» **TEXT EXCERPT**:
As the world prepares for what’s being termed the apocalypse, doctors and researchers around the world are busy working on a potential cure for the COVID-19 pandemic. At a recent press conference, the American president, Donald Trump, was heard promoting the use of hydroxychloroquine for treatment of coronavirus disease 2019 (COVID-19) despite claims by the FDA (U.S. Food and Drug Administration) of it not being approved for treatment, as yet.
The remarks come as a result of a recent French study published in the International Journal of Antimicrobial Agents that claimed to treat the virus using a combination of Hydroxychloroquine and Azithromycin. This was a non-randomized clinical trial performed on 36 confirmed cases of COVID-19. Out of the 36 patients, 6 were asymptomatic, 22 had upper respiratory tract symptoms and 8 showed lower respiratory tract symptoms. The patients received 600mg of the antimalarial hydroxychloroquine daily and their nasopharyngeal swabs were done daily to check for the viral load. The antibiotic, azithromycin was added to the treatment depending on the patient’s clinical presentation. 20 patients were treated with hydroxychloroquine while 16 were controls.

» **EXTRACTED DATA**:
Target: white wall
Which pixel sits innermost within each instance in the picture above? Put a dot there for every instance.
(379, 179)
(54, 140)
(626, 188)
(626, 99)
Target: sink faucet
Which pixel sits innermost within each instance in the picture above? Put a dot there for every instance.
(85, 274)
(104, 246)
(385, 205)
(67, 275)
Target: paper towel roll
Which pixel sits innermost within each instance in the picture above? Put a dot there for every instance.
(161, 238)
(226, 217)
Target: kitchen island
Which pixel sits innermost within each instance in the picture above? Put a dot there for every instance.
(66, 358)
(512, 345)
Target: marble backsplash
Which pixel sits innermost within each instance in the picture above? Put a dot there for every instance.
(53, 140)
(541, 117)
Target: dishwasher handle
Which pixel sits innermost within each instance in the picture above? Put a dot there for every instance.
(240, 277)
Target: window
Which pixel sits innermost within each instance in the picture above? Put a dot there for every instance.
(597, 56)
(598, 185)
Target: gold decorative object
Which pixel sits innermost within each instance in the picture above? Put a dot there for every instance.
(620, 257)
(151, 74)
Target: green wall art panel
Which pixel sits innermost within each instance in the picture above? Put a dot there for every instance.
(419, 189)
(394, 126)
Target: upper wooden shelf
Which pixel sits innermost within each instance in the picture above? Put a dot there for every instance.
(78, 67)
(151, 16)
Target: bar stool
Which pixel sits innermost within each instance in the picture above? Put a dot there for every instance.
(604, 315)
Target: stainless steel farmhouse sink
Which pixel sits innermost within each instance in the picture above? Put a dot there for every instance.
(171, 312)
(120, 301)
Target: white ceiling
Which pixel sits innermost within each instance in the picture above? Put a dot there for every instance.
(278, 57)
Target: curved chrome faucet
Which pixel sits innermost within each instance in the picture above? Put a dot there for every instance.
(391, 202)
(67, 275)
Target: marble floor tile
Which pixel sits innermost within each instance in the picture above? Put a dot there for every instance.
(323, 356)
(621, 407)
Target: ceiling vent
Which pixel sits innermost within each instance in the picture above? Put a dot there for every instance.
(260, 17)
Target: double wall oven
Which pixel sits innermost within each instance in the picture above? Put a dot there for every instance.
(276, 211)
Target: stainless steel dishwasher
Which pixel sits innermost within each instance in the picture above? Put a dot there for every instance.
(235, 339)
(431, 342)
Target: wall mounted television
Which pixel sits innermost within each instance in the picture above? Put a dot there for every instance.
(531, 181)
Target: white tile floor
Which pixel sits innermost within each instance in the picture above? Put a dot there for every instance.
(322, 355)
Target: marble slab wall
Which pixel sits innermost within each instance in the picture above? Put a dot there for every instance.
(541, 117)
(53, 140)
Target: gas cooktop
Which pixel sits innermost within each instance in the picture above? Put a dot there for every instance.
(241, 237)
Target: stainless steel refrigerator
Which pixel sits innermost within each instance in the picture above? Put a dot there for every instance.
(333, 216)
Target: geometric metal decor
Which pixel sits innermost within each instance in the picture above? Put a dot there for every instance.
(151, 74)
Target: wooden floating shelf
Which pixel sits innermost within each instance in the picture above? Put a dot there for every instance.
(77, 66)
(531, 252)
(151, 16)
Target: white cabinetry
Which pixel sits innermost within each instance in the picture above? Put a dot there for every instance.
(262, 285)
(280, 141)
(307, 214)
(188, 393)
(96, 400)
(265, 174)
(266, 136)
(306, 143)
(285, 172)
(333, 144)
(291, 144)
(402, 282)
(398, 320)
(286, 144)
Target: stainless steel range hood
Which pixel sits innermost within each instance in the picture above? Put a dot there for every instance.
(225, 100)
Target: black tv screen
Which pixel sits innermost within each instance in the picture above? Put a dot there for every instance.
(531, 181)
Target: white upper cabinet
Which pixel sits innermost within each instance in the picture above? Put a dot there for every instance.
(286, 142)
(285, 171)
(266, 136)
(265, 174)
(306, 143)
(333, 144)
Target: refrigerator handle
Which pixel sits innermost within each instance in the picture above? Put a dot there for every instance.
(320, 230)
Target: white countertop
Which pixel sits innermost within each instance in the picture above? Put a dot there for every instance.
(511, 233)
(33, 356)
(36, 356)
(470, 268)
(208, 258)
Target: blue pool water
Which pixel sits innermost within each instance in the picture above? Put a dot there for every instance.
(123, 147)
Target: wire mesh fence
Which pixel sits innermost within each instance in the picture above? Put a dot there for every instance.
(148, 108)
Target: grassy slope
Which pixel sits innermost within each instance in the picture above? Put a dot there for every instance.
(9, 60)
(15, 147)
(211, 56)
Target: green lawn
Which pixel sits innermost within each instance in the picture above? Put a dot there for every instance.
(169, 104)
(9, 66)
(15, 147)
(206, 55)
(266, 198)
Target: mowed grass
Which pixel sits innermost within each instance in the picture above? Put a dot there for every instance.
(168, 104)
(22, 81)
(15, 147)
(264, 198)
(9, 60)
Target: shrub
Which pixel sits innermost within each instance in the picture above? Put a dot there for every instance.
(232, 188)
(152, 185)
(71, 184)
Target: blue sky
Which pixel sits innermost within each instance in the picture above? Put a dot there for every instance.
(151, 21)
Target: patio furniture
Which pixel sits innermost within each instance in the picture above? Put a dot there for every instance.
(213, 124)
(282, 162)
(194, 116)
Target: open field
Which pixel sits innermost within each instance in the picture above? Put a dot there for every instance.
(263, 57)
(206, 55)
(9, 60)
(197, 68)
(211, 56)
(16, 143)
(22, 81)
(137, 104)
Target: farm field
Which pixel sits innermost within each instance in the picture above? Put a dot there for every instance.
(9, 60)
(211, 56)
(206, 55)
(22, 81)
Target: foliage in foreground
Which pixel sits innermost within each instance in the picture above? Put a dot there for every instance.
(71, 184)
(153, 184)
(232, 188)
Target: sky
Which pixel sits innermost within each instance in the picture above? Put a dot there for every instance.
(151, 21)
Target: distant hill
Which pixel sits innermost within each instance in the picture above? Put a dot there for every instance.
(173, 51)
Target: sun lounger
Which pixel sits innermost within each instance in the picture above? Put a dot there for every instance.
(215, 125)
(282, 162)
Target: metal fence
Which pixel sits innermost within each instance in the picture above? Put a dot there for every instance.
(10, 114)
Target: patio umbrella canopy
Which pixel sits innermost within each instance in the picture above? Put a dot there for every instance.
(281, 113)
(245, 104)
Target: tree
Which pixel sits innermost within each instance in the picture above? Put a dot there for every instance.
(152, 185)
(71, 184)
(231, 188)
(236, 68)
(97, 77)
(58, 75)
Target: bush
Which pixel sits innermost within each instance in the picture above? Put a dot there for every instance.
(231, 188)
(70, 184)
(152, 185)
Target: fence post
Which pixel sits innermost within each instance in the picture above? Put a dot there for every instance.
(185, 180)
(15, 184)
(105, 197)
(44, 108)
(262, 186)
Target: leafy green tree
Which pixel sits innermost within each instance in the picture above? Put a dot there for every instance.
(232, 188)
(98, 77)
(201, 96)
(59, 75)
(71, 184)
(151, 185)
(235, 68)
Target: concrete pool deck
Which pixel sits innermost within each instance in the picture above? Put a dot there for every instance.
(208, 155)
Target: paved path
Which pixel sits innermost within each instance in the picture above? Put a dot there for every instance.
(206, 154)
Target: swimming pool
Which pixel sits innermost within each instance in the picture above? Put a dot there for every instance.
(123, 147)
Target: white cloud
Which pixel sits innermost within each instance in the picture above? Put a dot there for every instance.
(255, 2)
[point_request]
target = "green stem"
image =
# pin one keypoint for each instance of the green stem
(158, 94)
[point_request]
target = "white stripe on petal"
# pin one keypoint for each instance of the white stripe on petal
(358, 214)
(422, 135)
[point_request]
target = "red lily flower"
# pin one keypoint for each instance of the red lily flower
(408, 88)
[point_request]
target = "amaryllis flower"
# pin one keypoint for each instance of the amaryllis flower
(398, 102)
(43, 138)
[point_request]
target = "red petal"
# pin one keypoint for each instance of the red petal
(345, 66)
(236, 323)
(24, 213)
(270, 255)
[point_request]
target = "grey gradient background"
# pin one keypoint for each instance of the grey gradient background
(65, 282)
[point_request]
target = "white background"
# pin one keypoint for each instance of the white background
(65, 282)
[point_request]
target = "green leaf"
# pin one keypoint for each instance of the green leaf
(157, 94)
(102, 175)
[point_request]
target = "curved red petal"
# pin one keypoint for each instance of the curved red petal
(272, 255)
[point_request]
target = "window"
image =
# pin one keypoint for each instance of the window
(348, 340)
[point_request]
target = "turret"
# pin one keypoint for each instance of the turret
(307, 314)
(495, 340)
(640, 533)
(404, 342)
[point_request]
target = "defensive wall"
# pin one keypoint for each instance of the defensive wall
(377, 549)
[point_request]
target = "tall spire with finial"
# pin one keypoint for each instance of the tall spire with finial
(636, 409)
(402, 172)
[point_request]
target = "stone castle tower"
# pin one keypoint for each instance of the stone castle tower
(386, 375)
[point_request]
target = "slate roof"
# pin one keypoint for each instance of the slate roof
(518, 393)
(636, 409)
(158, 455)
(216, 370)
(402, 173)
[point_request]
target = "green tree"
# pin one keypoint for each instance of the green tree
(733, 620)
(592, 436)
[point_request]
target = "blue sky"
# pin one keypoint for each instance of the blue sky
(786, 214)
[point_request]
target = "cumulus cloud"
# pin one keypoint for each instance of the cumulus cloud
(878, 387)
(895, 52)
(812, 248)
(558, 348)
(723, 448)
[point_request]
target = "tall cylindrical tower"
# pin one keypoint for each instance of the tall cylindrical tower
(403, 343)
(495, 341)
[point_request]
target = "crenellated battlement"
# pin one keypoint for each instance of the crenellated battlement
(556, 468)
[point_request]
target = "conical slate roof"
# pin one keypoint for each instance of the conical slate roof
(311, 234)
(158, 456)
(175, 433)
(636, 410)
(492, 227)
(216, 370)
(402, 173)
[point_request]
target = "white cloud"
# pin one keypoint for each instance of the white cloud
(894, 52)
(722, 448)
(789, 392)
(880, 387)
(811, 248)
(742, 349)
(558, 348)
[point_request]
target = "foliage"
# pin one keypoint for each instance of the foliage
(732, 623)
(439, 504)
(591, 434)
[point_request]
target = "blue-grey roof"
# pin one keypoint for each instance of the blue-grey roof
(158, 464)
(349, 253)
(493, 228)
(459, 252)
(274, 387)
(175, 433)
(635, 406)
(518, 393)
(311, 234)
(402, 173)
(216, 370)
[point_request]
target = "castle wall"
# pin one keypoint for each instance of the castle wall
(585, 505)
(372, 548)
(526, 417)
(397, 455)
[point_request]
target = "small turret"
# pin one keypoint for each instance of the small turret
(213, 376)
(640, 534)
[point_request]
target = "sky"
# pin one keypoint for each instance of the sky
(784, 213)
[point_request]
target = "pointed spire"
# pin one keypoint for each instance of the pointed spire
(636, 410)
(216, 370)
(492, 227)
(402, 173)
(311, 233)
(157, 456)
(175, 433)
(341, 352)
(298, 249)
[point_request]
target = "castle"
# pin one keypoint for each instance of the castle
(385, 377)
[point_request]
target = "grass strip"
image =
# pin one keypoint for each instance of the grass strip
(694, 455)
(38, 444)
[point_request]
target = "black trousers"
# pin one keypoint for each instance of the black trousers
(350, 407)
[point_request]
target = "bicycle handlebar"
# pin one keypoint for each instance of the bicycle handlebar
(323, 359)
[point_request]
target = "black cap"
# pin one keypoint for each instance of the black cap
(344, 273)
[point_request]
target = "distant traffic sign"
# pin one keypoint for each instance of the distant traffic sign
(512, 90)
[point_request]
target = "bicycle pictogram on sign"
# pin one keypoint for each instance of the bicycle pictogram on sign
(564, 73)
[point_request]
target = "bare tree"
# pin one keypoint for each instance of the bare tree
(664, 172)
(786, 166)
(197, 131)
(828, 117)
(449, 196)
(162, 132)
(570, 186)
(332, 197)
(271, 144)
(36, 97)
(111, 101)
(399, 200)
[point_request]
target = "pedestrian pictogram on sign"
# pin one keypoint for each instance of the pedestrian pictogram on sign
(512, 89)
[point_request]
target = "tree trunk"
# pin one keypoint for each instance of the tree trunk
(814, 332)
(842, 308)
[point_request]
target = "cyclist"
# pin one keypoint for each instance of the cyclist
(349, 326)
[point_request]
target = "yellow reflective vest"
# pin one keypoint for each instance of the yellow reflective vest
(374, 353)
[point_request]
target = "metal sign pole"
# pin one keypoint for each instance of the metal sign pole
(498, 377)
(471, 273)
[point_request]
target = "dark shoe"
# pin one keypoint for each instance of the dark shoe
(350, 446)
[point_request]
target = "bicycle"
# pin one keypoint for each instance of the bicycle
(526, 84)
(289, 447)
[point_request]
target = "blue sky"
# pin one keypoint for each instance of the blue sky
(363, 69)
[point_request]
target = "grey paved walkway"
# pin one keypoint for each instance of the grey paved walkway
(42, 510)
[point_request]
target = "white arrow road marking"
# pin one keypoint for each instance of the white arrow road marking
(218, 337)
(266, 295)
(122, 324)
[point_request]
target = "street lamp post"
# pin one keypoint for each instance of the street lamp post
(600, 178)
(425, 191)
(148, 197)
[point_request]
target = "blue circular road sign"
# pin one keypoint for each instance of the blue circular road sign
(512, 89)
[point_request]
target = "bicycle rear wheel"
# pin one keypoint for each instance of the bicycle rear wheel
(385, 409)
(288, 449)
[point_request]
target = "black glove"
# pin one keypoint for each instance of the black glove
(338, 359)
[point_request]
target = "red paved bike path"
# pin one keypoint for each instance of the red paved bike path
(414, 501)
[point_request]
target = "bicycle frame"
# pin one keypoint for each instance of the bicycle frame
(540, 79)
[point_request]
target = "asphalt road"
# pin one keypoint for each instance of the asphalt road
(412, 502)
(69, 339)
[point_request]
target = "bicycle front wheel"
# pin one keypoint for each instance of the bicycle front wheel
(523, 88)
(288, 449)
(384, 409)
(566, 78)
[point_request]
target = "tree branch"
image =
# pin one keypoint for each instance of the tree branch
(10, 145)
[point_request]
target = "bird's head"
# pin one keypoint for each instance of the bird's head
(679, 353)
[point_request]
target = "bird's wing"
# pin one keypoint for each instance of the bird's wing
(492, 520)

» **WHAT YOU WILL DO**:
1. Return the passage of the COVID-19 treatment text from "The remarks come" to "16 were controls.", copied word for word.
2. In the French study described in the COVID-19 treatment text, what daily dose of hydroxychloroquine did the patients receive?

» **ANSWERS TO THE TASKS**:
1.
The remarks come as a result of a recent French study published in the International Journal of Antimicrobial Agents that claimed to treat the virus using a combination of Hydroxychloroquine and Azithromycin. This was a non-randomized clinical trial performed on 36 confirmed cases of COVID-19. Out of the 36 patients, 6 were asymptomatic, 22 had upper respiratory tract symptoms and 8 showed lower respiratory tract symptoms. The patients received 600mg of the antimalarial hydroxychloroquine daily and their nasopharyngeal swabs were done daily to check for the viral load. The antibiotic, azithromycin was added to the treatment depending on the patient’s clinical presentation. 20 patients were treated with hydroxychloroquine while 16 were controls.

2. 600mg